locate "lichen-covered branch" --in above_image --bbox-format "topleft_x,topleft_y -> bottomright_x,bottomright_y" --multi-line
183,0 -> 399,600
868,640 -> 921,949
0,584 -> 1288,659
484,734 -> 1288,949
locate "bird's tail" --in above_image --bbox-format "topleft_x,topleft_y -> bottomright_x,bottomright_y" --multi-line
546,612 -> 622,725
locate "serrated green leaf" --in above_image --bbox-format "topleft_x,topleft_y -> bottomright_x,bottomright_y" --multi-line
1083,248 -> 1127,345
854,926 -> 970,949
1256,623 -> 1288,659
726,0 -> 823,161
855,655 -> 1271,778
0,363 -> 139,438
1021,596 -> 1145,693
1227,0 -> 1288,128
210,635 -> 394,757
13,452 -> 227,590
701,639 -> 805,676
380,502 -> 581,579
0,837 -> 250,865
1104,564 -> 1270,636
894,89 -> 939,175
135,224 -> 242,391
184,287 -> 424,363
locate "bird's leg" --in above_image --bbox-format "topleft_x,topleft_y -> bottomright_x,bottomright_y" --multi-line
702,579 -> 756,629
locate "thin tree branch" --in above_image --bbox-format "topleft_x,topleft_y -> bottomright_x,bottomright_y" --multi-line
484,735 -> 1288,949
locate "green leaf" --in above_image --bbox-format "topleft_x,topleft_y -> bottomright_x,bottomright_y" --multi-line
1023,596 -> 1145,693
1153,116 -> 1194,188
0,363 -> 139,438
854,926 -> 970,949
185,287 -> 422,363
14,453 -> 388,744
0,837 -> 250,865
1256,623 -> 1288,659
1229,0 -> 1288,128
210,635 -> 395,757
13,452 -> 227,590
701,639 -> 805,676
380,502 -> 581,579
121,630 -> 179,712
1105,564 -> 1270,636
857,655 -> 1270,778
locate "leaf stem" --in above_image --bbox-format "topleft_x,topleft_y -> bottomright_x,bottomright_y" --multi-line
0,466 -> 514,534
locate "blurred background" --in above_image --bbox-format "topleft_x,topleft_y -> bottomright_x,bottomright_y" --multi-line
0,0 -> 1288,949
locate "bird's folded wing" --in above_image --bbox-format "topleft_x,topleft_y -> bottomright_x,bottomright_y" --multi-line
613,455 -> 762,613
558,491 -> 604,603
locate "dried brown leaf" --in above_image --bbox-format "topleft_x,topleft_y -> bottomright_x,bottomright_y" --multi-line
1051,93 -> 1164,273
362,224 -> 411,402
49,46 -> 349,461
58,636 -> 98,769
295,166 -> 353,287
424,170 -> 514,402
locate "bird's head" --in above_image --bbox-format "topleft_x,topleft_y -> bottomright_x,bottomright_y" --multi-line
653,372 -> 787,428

Request: Render the rows from the beginning up to and including the line containing "546,612 -> 622,725" as a two-column CSV with the headers label_query and boxes. Give one CSV line per row, with its text and its answer each in a single quoted field and line breaks replaced by spaces.

Exercise solution:
label_query,boxes
"locate ""lichen-covered branch"" --in above_image --bbox-format ""topleft_x,topleft_y -> bottomright_x,bottomright_y"" --multi-line","183,0 -> 399,600 868,640 -> 921,949 0,584 -> 1288,659 484,734 -> 1288,949"
"locate ""bird's tail"" --in above_image --bbox-format ""topleft_x,topleft_y -> bottomright_x,bottomright_y"" --multi-line","546,612 -> 622,725"